**PROBLEM DETAILS**
Please report every line in the entries that contains the string "instance".

RECORDS SHOWN section start

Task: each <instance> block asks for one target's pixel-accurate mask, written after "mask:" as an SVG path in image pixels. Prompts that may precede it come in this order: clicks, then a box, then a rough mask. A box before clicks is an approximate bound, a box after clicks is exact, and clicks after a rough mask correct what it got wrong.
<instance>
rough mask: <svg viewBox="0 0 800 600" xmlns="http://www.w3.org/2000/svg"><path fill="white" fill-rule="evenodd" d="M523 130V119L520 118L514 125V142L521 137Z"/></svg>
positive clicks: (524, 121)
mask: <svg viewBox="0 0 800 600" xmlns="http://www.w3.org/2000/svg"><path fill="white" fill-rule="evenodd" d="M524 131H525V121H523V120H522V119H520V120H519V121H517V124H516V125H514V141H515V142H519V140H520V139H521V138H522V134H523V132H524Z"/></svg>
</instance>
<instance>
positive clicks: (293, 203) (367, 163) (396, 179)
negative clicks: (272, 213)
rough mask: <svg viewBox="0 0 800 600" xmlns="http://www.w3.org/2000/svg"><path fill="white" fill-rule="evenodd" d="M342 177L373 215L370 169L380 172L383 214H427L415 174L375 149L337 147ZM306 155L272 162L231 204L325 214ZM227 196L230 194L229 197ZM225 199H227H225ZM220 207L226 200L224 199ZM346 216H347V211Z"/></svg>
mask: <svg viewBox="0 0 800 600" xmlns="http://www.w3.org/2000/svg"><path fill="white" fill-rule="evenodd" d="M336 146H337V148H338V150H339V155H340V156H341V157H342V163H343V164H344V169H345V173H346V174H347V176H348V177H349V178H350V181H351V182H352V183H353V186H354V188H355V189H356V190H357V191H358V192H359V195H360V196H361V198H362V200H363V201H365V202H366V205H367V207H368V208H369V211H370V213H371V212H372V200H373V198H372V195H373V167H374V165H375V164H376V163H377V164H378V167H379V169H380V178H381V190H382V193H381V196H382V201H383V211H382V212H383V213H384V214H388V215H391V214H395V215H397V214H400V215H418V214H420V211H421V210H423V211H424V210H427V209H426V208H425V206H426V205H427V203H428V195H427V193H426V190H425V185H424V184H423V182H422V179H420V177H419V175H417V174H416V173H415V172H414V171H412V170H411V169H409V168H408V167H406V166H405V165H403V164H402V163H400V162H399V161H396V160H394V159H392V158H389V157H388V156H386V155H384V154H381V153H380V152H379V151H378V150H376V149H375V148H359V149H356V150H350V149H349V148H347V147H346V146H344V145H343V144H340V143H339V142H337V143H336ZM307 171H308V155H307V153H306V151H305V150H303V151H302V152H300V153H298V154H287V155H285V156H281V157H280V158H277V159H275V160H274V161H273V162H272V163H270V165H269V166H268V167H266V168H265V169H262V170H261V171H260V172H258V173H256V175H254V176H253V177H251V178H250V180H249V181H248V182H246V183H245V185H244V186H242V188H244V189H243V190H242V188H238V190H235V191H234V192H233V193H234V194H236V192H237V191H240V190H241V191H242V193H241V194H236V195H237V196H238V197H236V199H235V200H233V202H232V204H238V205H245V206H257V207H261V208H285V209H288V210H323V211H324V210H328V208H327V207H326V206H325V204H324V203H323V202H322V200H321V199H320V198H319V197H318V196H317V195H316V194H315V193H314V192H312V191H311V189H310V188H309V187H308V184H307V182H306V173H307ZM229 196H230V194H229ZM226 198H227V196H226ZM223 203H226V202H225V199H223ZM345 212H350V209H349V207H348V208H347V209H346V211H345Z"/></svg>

RECORDS SHOWN section end

**WRITTEN ANSWER**
Task: each <instance> block asks for one target's pixel-accurate mask, written after "mask:" as an SVG path in image pixels. Prompts that may precede it come in this order: clicks, then a box, then a rough mask. A box before clicks is an approximate bound, a box after clicks is exact, and clicks after a rough mask correct what it got wrong.
<instance>
</instance>
<instance>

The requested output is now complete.